◆ RECORDED DATA:
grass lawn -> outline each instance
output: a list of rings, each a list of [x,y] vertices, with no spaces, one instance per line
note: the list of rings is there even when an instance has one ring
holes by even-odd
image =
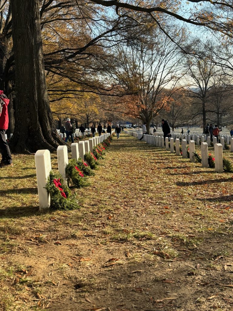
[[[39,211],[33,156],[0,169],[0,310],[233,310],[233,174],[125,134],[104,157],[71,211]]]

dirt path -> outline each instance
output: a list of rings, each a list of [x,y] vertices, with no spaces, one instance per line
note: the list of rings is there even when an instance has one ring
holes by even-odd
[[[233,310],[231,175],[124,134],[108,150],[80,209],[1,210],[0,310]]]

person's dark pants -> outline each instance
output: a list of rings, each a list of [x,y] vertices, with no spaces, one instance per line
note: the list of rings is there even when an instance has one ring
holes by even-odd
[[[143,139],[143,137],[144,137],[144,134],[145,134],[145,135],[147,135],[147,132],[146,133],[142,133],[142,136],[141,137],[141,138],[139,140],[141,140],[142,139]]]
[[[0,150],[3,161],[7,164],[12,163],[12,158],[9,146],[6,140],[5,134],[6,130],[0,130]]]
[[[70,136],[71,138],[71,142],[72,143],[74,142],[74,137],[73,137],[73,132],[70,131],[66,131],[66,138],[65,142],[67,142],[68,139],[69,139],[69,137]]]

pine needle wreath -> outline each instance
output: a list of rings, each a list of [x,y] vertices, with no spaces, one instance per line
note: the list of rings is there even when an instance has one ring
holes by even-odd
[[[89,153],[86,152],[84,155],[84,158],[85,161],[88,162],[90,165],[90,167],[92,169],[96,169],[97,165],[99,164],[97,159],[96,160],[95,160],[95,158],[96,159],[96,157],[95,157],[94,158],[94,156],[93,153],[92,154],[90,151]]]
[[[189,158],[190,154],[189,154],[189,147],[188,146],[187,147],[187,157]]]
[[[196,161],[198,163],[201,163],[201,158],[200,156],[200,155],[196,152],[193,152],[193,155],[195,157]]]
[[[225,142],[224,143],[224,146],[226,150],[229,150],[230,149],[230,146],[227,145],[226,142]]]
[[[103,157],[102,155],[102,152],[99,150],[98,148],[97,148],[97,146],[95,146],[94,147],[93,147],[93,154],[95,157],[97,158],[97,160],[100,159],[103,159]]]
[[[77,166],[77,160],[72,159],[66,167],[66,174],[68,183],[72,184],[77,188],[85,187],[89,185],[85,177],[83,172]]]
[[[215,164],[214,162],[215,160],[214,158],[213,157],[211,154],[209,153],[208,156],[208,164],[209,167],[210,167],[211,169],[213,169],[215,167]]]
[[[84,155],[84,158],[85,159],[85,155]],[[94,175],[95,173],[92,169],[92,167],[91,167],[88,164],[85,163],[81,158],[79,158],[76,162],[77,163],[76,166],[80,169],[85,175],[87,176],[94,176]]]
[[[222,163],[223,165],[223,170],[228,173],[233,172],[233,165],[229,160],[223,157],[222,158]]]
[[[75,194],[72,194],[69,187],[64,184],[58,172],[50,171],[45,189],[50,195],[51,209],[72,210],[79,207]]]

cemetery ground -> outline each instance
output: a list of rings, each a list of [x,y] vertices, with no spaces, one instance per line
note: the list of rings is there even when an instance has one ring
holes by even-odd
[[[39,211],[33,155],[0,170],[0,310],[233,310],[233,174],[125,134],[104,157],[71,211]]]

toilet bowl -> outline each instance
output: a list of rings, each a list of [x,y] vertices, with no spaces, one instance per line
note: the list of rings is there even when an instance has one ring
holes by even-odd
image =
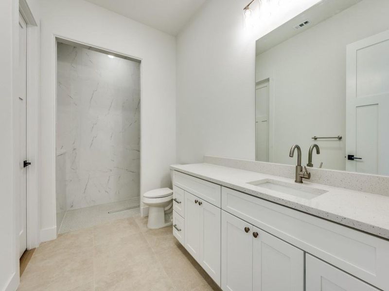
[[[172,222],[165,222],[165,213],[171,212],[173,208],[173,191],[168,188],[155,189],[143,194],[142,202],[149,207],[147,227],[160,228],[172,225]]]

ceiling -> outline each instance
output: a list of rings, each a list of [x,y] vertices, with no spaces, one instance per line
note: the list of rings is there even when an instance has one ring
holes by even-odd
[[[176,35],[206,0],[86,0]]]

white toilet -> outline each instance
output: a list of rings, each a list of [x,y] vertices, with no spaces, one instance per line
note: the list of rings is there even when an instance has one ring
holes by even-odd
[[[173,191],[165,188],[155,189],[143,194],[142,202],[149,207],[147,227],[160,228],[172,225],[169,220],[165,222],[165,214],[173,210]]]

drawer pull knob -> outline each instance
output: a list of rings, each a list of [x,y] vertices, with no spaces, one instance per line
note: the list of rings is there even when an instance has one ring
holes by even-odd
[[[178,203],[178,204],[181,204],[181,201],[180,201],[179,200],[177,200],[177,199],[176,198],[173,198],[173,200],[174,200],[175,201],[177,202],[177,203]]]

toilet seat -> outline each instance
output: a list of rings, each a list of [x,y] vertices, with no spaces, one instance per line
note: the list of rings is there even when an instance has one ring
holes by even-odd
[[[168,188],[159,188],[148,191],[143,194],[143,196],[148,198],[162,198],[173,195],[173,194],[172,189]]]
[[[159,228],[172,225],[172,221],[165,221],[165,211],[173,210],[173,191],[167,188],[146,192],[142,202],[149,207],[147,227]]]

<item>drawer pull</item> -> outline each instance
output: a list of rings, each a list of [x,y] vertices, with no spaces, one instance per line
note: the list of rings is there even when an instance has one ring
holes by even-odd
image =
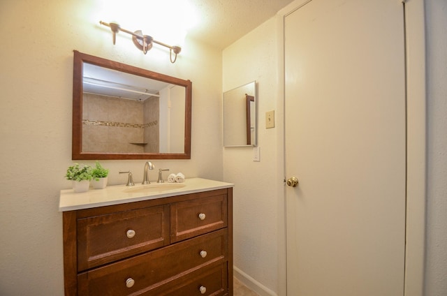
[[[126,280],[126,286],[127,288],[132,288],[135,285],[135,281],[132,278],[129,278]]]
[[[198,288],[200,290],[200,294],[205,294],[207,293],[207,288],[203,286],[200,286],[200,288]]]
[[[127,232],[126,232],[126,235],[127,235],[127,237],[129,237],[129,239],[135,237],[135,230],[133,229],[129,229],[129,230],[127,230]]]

◆ SHORT TASK:
Find every line in the records above that contains the word "drawer", and copy each of those lines in full.

◆ SOLUTION:
drawer pull knob -> outline each instance
<item>drawer pull</item> -> outline each instance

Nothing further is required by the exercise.